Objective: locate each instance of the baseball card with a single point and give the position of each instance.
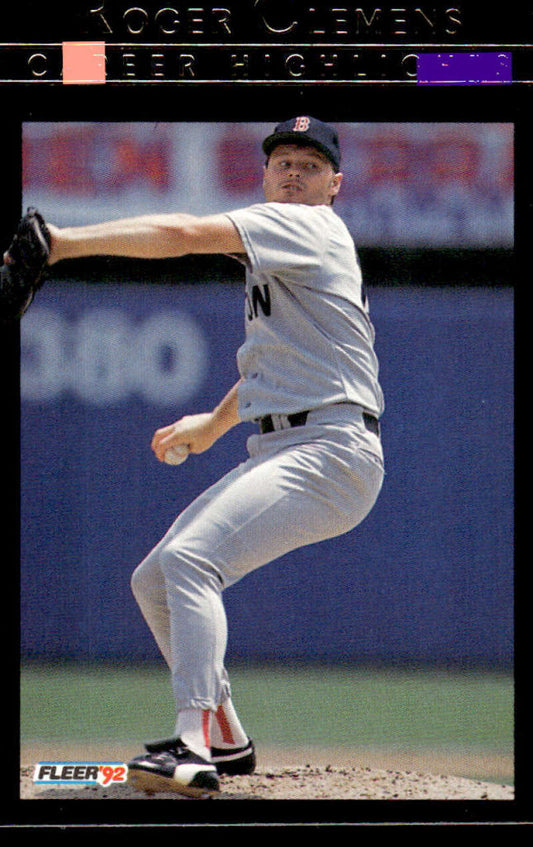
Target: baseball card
(258, 305)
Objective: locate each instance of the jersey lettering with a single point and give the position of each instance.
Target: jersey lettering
(301, 125)
(259, 300)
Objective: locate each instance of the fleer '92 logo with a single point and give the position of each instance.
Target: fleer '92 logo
(89, 773)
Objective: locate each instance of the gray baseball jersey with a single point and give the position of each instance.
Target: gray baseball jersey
(309, 339)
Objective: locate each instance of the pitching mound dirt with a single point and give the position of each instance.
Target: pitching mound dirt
(302, 783)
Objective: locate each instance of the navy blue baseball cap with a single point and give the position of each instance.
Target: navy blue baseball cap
(306, 130)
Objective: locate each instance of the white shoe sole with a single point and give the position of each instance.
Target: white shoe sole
(153, 783)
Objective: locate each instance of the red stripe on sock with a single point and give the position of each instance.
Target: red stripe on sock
(227, 735)
(206, 715)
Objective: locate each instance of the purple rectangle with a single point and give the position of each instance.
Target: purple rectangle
(464, 69)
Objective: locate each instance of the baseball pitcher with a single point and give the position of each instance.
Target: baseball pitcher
(308, 378)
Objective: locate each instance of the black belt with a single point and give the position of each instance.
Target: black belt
(266, 424)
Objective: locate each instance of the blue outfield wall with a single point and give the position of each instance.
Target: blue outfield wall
(427, 577)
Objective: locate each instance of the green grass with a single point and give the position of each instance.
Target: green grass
(279, 705)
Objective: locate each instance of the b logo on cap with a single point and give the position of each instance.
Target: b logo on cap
(301, 125)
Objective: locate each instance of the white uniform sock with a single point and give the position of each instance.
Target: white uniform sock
(193, 727)
(226, 728)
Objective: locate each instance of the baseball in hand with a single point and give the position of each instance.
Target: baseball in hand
(177, 454)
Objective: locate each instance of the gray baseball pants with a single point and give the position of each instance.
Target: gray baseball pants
(297, 487)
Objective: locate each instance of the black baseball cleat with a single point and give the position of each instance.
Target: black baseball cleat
(234, 761)
(169, 765)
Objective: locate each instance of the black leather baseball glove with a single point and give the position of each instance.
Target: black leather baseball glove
(24, 263)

● ASSIGNED TASK
Please print each record above again exactly, but omit any pictures.

● SOLUTION FOR THIS PROBLEM
Objective: locate each instance of the baseball card with a single point and give the position of each instance.
Target: baseball card
(258, 305)
Objective: locate each instance of the jersey lettering with a single point and give the position of each instance.
Target: jersey lettering
(301, 125)
(259, 300)
Objective: locate each instance of the fleer '92 logo with a single point and give the position of each instance.
Target: fleer '92 logo
(89, 773)
Objective: locate each instance of the gray baseball jersey with a single point and give the position of each instance.
Target: gray baseball jersey
(309, 339)
Objective: locate each instance of the pitching mound dirt with a single point and give the position of each instance.
Target: pitching mound dirt
(302, 783)
Objective: locate each instance of the navy blue baseball cap with a single point and give the position of each instance.
Target: navy blue baseball cap
(306, 130)
Objective: locate each instance of the white shoe sole with a single point and give the position of each instance.
Target: white shoe sole
(153, 783)
Objective: locate each instance of the red stripe on sock with a single point and give the position of each instance.
Target: red stripe on sock
(227, 735)
(206, 715)
Objective: locate each instance of the purple rectangle with a single point and give the position of each instance.
Target: purple rectangle
(464, 69)
Objective: locate each instance of the baseball pitcher with a single point and give the position of each instance.
Target: baseball pitcher
(308, 378)
Objective: locate each instance of the black belt with a single point and give the position of each instance.
Target: black belt
(266, 424)
Objective: locate each instance of the blue outfield wall with a single point and give the position of each instance.
Target: blue outfield wall
(427, 577)
Objective: locate each instance of the green grass with a single point and give the position of each instance.
Target: green grass
(279, 705)
Objective: locate each instance of the b logo on cap with a single point and give the position of each instance.
Target: b logo on cap
(301, 125)
Objective: locate each instance of the white uniform sock with a single point and give the position of each instance.
Target: white uniform sock
(193, 727)
(226, 728)
Objective: locate each instance of the baseball in hand with a single point and give the position of each instance.
Target: baseball in hand
(177, 454)
Objective: locate each instance of the gray baseball pants with a single point and give the position of each instance.
Target: gray baseball pants
(297, 487)
Objective: locate each instance of the black baseball cleat with a single point and give the position of each instance.
Target: black baseball cleat
(234, 761)
(169, 765)
Objective: locate each instance of the black leather baseball glove with a single point and give the position of each instance.
Target: black leather baseball glove
(24, 263)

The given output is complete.